Records from a data collection:
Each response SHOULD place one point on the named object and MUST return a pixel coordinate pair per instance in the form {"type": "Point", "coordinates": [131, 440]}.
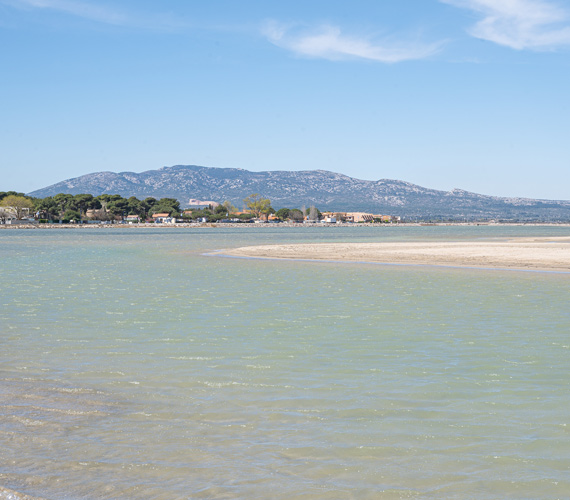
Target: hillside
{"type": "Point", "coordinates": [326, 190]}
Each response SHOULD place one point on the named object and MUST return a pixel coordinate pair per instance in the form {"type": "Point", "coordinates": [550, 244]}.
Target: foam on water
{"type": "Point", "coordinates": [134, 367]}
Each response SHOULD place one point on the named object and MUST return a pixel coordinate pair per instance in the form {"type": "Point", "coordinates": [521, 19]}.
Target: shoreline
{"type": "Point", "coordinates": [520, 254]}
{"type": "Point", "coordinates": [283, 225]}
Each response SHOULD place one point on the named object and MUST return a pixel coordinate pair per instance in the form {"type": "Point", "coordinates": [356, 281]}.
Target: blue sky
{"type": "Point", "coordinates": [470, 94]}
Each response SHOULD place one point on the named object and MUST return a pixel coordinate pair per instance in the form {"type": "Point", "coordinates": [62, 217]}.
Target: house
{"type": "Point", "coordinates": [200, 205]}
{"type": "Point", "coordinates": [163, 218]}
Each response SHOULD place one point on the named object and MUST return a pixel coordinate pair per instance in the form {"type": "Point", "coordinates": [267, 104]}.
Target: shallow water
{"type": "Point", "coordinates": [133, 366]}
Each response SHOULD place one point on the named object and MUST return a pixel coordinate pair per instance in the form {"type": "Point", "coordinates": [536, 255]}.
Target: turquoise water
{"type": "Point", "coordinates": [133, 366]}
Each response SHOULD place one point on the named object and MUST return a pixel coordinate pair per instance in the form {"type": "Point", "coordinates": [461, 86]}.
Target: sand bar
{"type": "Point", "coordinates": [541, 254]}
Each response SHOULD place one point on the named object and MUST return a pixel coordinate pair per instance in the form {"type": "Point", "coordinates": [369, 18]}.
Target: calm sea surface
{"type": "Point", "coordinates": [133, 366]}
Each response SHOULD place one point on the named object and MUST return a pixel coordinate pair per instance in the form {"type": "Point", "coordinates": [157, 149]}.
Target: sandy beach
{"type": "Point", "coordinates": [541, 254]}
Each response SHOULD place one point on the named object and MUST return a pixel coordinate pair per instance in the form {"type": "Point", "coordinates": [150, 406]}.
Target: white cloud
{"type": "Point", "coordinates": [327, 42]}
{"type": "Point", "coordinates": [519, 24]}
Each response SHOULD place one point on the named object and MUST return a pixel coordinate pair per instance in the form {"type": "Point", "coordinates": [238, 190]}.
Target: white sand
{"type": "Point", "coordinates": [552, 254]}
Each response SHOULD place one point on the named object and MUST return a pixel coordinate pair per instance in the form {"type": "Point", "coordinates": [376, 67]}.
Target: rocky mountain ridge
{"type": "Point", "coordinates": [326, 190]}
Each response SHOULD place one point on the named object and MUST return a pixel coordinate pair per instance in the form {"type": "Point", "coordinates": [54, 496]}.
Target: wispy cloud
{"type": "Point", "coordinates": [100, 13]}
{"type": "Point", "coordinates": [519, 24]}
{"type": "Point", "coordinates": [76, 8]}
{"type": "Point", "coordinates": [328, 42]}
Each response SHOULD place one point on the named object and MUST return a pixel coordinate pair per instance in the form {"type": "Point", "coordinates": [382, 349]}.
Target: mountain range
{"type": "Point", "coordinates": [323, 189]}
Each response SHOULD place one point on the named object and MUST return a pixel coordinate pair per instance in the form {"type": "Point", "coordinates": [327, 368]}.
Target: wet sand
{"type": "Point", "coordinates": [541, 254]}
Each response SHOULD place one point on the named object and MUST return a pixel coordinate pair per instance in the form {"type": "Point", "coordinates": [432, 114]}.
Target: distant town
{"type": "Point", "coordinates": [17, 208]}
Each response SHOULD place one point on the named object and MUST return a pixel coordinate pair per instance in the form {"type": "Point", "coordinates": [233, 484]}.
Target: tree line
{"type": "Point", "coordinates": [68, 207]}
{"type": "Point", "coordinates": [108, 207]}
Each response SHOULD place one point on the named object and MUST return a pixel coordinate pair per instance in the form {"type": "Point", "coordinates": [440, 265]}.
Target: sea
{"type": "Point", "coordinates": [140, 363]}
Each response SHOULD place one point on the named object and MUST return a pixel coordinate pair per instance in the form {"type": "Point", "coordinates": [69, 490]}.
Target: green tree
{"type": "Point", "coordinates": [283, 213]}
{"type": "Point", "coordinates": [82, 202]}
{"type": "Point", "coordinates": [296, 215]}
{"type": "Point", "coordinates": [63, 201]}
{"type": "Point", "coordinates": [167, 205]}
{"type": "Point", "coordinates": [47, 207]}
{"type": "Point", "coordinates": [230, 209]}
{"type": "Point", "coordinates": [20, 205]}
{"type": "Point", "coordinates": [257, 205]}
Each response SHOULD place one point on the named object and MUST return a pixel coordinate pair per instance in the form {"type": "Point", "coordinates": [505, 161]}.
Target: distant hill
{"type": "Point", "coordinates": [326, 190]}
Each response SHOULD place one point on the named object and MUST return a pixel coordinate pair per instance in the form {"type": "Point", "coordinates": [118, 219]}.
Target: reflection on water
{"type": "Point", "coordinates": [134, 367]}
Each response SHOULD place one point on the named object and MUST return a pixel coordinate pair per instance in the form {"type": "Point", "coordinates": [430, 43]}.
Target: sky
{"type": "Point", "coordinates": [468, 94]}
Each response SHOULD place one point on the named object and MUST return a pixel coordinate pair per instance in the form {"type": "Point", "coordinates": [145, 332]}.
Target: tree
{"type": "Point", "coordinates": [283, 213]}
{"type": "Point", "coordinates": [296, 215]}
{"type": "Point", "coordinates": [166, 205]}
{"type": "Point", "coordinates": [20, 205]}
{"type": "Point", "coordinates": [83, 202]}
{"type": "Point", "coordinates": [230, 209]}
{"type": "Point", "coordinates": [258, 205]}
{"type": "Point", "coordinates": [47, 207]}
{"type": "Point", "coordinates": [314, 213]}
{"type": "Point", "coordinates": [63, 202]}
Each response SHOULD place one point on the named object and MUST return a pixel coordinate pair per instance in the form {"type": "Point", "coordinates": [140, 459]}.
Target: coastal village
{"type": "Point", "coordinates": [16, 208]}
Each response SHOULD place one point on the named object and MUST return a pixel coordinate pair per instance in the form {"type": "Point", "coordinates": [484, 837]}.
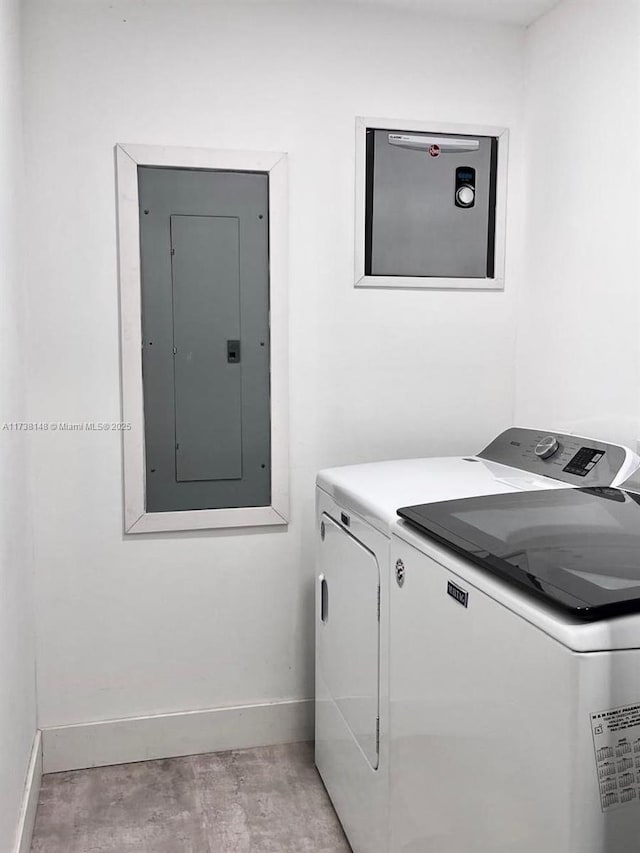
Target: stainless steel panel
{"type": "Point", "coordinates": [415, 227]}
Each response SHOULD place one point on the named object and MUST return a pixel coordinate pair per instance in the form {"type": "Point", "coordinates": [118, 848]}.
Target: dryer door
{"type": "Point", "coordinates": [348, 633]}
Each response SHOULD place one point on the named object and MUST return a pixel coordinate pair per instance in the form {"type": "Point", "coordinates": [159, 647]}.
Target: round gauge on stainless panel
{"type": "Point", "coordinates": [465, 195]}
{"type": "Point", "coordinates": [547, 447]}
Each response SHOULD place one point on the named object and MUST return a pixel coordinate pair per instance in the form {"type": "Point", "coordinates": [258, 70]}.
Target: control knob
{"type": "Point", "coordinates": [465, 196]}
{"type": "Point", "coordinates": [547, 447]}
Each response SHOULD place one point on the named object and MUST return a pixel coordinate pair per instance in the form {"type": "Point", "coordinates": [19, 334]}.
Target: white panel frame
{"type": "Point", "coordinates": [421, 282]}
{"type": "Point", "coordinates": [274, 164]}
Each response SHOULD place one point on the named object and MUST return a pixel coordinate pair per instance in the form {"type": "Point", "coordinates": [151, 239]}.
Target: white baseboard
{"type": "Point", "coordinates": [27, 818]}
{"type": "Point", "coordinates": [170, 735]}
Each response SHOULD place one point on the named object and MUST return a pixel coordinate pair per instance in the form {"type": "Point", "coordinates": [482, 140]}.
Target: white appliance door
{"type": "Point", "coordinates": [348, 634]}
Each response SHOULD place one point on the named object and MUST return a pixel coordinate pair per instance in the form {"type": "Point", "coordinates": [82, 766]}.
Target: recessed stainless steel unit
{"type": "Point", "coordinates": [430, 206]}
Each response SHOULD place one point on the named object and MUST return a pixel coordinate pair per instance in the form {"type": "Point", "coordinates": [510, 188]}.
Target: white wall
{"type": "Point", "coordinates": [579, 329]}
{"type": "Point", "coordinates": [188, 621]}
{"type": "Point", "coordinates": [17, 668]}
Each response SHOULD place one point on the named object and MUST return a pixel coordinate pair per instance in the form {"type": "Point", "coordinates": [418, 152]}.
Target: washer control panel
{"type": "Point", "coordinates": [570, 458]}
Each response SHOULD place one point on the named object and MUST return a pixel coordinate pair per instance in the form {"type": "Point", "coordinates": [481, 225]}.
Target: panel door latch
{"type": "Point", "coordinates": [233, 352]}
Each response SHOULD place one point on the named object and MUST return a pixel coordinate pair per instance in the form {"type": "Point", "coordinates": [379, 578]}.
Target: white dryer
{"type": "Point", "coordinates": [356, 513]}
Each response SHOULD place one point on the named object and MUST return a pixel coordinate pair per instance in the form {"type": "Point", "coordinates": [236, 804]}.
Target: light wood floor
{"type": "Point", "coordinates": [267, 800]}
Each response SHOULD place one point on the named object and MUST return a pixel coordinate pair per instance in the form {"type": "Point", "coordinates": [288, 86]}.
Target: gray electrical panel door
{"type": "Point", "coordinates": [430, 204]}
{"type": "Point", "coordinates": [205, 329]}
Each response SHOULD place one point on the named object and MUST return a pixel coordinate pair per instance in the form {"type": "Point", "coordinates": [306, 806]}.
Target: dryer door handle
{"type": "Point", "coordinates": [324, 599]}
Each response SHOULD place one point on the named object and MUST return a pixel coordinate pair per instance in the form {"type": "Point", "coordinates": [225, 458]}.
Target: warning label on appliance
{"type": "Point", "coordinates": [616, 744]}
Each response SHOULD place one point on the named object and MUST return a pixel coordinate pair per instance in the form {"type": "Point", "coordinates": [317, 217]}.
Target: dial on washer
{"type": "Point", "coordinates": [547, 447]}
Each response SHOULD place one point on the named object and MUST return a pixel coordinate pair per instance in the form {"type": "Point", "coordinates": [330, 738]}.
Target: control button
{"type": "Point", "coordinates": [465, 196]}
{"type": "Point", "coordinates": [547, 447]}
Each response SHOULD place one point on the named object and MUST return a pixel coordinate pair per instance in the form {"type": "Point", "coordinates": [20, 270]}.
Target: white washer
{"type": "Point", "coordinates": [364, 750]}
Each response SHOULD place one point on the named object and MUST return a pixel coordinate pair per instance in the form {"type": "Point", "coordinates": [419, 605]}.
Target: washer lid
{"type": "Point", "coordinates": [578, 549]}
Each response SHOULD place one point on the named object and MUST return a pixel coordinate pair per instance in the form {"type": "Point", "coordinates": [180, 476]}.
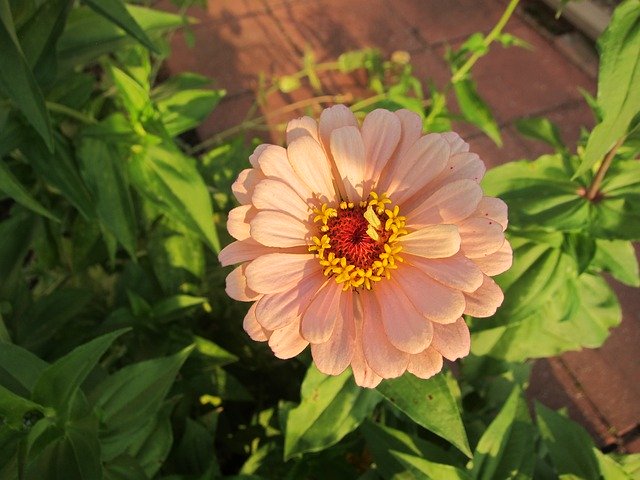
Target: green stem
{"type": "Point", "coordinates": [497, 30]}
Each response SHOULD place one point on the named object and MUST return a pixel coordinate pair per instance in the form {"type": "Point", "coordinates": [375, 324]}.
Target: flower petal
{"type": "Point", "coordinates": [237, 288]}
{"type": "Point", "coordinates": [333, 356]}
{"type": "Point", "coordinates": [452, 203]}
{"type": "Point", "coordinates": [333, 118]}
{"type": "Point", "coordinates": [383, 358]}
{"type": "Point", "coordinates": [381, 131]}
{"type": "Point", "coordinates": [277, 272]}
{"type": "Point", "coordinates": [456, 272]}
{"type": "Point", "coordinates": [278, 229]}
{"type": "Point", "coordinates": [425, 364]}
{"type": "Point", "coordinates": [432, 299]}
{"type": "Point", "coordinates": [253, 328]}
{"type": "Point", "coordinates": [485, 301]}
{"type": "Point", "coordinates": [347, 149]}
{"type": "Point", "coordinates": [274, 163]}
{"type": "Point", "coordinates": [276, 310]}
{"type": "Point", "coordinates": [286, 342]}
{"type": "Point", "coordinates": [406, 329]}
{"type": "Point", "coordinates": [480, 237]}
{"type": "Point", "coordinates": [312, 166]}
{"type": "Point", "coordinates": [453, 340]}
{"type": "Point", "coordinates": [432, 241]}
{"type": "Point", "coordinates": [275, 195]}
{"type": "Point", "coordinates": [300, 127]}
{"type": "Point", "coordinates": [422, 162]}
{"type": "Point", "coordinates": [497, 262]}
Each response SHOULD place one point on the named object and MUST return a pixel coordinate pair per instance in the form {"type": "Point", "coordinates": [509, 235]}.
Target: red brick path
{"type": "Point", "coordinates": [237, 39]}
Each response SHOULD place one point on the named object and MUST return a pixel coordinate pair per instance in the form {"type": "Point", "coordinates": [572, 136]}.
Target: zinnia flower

- [Directions for this task] Please show each line of the records above that contains the word "water", copying every such line in full.

- [Result for this task]
Target: foam on water
Target: shallow water
Target: turquoise water
Target: reflection on water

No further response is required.